INPUT DATA:
* * *

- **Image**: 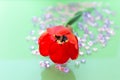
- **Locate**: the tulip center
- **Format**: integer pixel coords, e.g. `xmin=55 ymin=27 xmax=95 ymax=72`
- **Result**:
xmin=55 ymin=35 xmax=68 ymax=44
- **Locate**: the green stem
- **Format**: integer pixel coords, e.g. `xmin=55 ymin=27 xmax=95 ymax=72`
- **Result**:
xmin=66 ymin=11 xmax=82 ymax=27
xmin=66 ymin=8 xmax=94 ymax=27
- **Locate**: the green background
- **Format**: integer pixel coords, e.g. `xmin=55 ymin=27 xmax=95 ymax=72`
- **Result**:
xmin=0 ymin=0 xmax=120 ymax=80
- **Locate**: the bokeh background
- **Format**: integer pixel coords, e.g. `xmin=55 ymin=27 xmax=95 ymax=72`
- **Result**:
xmin=0 ymin=0 xmax=120 ymax=80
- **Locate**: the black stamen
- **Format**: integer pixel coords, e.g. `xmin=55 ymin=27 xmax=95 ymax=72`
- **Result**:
xmin=55 ymin=35 xmax=68 ymax=43
xmin=61 ymin=35 xmax=67 ymax=42
xmin=55 ymin=35 xmax=61 ymax=40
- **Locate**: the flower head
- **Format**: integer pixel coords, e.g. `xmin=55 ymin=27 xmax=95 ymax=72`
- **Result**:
xmin=38 ymin=25 xmax=79 ymax=64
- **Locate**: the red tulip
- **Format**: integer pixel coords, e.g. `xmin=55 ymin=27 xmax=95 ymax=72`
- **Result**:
xmin=38 ymin=25 xmax=79 ymax=64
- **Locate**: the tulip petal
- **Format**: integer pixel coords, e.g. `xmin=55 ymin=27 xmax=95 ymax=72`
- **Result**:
xmin=38 ymin=32 xmax=54 ymax=56
xmin=69 ymin=43 xmax=79 ymax=60
xmin=66 ymin=34 xmax=78 ymax=49
xmin=49 ymin=42 xmax=71 ymax=64
xmin=47 ymin=26 xmax=71 ymax=36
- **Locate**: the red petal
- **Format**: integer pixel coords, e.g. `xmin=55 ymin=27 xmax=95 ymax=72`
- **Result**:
xmin=66 ymin=34 xmax=78 ymax=49
xmin=49 ymin=42 xmax=71 ymax=64
xmin=68 ymin=36 xmax=79 ymax=60
xmin=69 ymin=43 xmax=79 ymax=60
xmin=38 ymin=32 xmax=54 ymax=56
xmin=47 ymin=26 xmax=71 ymax=36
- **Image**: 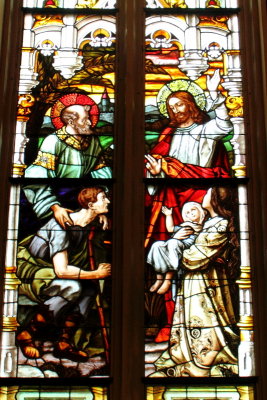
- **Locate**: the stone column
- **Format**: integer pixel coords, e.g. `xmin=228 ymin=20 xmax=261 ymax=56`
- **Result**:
xmin=0 ymin=181 xmax=21 ymax=377
xmin=236 ymin=185 xmax=255 ymax=377
xmin=0 ymin=13 xmax=38 ymax=377
xmin=222 ymin=14 xmax=245 ymax=176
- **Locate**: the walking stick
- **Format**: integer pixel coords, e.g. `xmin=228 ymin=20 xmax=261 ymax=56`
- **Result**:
xmin=88 ymin=228 xmax=110 ymax=365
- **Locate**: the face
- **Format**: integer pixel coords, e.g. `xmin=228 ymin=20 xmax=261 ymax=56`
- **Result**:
xmin=202 ymin=188 xmax=212 ymax=210
xmin=168 ymin=97 xmax=191 ymax=125
xmin=185 ymin=206 xmax=201 ymax=223
xmin=72 ymin=105 xmax=92 ymax=135
xmin=90 ymin=191 xmax=110 ymax=214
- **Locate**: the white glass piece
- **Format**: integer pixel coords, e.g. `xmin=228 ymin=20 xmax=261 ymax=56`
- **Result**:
xmin=13 ymin=122 xmax=29 ymax=167
xmin=23 ymin=0 xmax=37 ymax=6
xmin=53 ymin=50 xmax=83 ymax=78
xmin=238 ymin=333 xmax=255 ymax=377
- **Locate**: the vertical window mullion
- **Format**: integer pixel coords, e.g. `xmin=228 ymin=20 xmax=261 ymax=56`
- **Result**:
xmin=111 ymin=0 xmax=145 ymax=399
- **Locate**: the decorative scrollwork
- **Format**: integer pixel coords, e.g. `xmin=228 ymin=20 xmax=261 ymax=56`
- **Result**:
xmin=17 ymin=94 xmax=35 ymax=121
xmin=226 ymin=96 xmax=244 ymax=117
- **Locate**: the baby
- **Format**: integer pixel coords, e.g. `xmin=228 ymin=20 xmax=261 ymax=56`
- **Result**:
xmin=147 ymin=201 xmax=206 ymax=294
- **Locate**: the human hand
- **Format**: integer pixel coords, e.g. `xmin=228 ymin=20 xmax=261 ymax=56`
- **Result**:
xmin=145 ymin=155 xmax=162 ymax=175
xmin=99 ymin=214 xmax=109 ymax=230
xmin=173 ymin=226 xmax=193 ymax=240
xmin=162 ymin=206 xmax=173 ymax=216
xmin=97 ymin=263 xmax=111 ymax=278
xmin=207 ymin=69 xmax=220 ymax=100
xmin=51 ymin=204 xmax=73 ymax=229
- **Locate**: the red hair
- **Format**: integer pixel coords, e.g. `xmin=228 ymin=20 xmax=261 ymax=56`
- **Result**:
xmin=77 ymin=187 xmax=104 ymax=208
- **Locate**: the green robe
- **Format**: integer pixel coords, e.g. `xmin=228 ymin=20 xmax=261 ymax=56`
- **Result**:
xmin=23 ymin=127 xmax=112 ymax=218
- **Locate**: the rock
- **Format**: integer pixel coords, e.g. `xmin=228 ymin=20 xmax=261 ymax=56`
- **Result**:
xmin=43 ymin=369 xmax=59 ymax=378
xmin=18 ymin=365 xmax=44 ymax=378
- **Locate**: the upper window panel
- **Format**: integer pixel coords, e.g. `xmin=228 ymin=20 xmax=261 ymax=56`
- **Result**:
xmin=144 ymin=12 xmax=244 ymax=179
xmin=145 ymin=0 xmax=238 ymax=8
xmin=23 ymin=0 xmax=117 ymax=8
xmin=13 ymin=12 xmax=115 ymax=179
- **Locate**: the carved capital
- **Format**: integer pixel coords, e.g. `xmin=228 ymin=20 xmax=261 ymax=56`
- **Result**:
xmin=238 ymin=315 xmax=254 ymax=330
xmin=5 ymin=267 xmax=21 ymax=290
xmin=12 ymin=163 xmax=27 ymax=176
xmin=236 ymin=266 xmax=252 ymax=289
xmin=2 ymin=317 xmax=19 ymax=332
xmin=232 ymin=165 xmax=246 ymax=177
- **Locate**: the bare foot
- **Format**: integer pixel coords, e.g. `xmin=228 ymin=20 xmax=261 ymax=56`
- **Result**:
xmin=157 ymin=279 xmax=172 ymax=294
xmin=150 ymin=279 xmax=163 ymax=292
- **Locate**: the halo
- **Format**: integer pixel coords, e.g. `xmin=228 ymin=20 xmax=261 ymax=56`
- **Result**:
xmin=157 ymin=79 xmax=206 ymax=117
xmin=51 ymin=93 xmax=99 ymax=130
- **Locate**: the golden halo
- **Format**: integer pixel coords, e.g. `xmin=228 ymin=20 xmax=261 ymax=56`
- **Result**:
xmin=157 ymin=79 xmax=206 ymax=117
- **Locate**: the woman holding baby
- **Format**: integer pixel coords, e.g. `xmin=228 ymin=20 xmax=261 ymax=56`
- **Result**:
xmin=150 ymin=187 xmax=240 ymax=377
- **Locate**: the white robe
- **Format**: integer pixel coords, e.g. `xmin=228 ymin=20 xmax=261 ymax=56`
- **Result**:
xmin=152 ymin=216 xmax=239 ymax=377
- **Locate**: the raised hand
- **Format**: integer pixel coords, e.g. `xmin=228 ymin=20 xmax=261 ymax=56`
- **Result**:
xmin=207 ymin=69 xmax=220 ymax=100
xmin=162 ymin=206 xmax=173 ymax=216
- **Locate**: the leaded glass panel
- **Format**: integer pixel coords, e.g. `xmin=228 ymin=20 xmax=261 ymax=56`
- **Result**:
xmin=1 ymin=6 xmax=114 ymax=380
xmin=144 ymin=183 xmax=253 ymax=378
xmin=145 ymin=13 xmax=244 ymax=180
xmin=144 ymin=4 xmax=254 ymax=385
xmin=14 ymin=13 xmax=115 ymax=180
xmin=15 ymin=184 xmax=112 ymax=377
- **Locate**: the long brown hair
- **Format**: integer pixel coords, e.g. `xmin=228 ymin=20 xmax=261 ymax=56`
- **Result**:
xmin=166 ymin=91 xmax=210 ymax=127
xmin=210 ymin=187 xmax=240 ymax=280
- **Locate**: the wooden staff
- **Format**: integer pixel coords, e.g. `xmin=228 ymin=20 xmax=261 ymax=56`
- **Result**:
xmin=88 ymin=228 xmax=110 ymax=365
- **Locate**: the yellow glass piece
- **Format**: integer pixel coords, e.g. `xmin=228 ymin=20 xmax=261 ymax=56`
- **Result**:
xmin=198 ymin=15 xmax=229 ymax=30
xmin=226 ymin=96 xmax=244 ymax=117
xmin=0 ymin=387 xmax=19 ymax=400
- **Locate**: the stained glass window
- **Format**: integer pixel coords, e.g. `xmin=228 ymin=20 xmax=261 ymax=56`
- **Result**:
xmin=0 ymin=0 xmax=263 ymax=399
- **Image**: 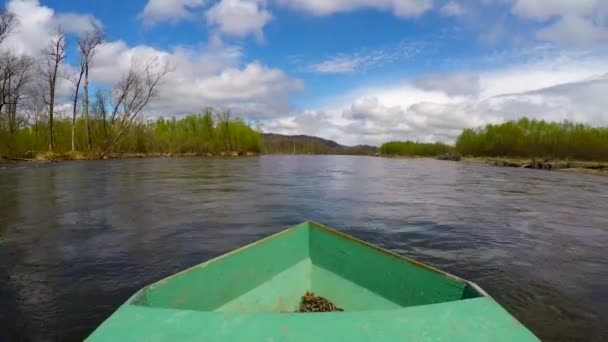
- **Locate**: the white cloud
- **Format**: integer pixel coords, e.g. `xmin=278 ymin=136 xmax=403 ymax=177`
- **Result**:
xmin=2 ymin=0 xmax=101 ymax=56
xmin=412 ymin=72 xmax=480 ymax=96
xmin=55 ymin=13 xmax=102 ymax=35
xmin=90 ymin=38 xmax=303 ymax=118
xmin=154 ymin=61 xmax=304 ymax=117
xmin=0 ymin=0 xmax=101 ymax=111
xmin=269 ymin=53 xmax=608 ymax=146
xmin=140 ymin=0 xmax=272 ymax=40
xmin=139 ymin=0 xmax=206 ymax=26
xmin=277 ymin=0 xmax=433 ymax=18
xmin=205 ymin=0 xmax=271 ymax=40
xmin=512 ymin=0 xmax=597 ymax=21
xmin=141 ymin=0 xmax=434 ymax=31
xmin=510 ymin=0 xmax=608 ymax=47
xmin=307 ymin=42 xmax=426 ymax=74
xmin=310 ymin=56 xmax=363 ymax=74
xmin=537 ymin=15 xmax=608 ymax=47
xmin=440 ymin=1 xmax=465 ymax=16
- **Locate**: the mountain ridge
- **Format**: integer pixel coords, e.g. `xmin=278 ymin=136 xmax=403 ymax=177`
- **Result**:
xmin=261 ymin=133 xmax=377 ymax=155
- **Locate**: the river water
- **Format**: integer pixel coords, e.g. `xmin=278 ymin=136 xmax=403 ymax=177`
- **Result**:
xmin=1 ymin=156 xmax=607 ymax=341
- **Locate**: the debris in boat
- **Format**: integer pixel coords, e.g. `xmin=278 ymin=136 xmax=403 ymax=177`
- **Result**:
xmin=297 ymin=291 xmax=343 ymax=312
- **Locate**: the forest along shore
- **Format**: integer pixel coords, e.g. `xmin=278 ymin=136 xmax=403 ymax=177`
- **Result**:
xmin=381 ymin=118 xmax=608 ymax=177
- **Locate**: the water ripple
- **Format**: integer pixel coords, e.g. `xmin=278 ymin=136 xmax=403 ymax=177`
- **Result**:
xmin=0 ymin=156 xmax=607 ymax=341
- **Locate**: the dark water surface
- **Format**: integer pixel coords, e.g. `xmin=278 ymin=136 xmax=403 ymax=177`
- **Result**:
xmin=1 ymin=156 xmax=608 ymax=341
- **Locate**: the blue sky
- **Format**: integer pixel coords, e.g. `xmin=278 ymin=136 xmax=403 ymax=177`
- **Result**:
xmin=2 ymin=0 xmax=608 ymax=145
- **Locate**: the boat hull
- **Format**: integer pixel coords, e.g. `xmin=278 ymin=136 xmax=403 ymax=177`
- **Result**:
xmin=87 ymin=221 xmax=539 ymax=341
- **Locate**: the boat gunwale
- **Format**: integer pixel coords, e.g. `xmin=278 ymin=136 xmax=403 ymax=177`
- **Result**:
xmin=126 ymin=220 xmax=489 ymax=305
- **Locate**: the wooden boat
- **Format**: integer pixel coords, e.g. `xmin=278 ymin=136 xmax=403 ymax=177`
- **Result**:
xmin=87 ymin=221 xmax=539 ymax=341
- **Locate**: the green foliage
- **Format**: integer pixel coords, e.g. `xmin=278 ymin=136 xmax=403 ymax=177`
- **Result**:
xmin=456 ymin=118 xmax=608 ymax=161
xmin=0 ymin=111 xmax=262 ymax=157
xmin=380 ymin=141 xmax=453 ymax=156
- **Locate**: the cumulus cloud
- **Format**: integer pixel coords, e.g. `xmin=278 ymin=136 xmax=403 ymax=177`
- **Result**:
xmin=139 ymin=0 xmax=206 ymax=26
xmin=205 ymin=0 xmax=272 ymax=40
xmin=90 ymin=38 xmax=303 ymax=118
xmin=154 ymin=61 xmax=304 ymax=117
xmin=54 ymin=13 xmax=103 ymax=35
xmin=2 ymin=0 xmax=101 ymax=56
xmin=511 ymin=0 xmax=608 ymax=47
xmin=140 ymin=0 xmax=272 ymax=39
xmin=270 ymin=54 xmax=608 ymax=146
xmin=277 ymin=0 xmax=433 ymax=18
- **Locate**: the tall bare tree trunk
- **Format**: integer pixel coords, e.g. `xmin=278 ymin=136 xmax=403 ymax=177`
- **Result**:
xmin=49 ymin=79 xmax=55 ymax=152
xmin=77 ymin=26 xmax=103 ymax=150
xmin=44 ymin=31 xmax=66 ymax=153
xmin=72 ymin=61 xmax=84 ymax=152
xmin=71 ymin=69 xmax=83 ymax=152
xmin=84 ymin=64 xmax=91 ymax=150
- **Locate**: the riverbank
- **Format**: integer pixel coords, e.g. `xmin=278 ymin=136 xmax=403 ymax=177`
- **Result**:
xmin=463 ymin=157 xmax=608 ymax=176
xmin=377 ymin=155 xmax=608 ymax=177
xmin=0 ymin=151 xmax=259 ymax=163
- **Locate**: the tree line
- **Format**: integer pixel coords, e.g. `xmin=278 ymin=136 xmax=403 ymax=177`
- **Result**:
xmin=382 ymin=118 xmax=608 ymax=161
xmin=0 ymin=10 xmax=262 ymax=159
xmin=456 ymin=118 xmax=608 ymax=161
xmin=1 ymin=109 xmax=262 ymax=157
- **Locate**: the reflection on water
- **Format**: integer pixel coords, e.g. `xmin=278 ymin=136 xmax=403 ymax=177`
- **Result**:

* * *

YOUR GOAL: For every line of the listing above that contains "bare", add one, and report the final tally with no other words.

OUTPUT: 2